Tally up every line in the records beneath that has "output", and write down only the total.

::: Record extracts

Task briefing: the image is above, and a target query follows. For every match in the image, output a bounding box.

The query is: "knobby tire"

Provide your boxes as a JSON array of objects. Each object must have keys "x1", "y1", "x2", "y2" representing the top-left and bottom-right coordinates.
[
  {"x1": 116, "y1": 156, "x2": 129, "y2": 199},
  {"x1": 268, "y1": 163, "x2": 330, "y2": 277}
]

::::::
::: Record extracts

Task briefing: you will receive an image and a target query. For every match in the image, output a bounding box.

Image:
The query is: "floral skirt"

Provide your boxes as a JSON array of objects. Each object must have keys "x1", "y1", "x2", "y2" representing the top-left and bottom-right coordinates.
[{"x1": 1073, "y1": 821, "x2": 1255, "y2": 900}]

::::::

The answer:
2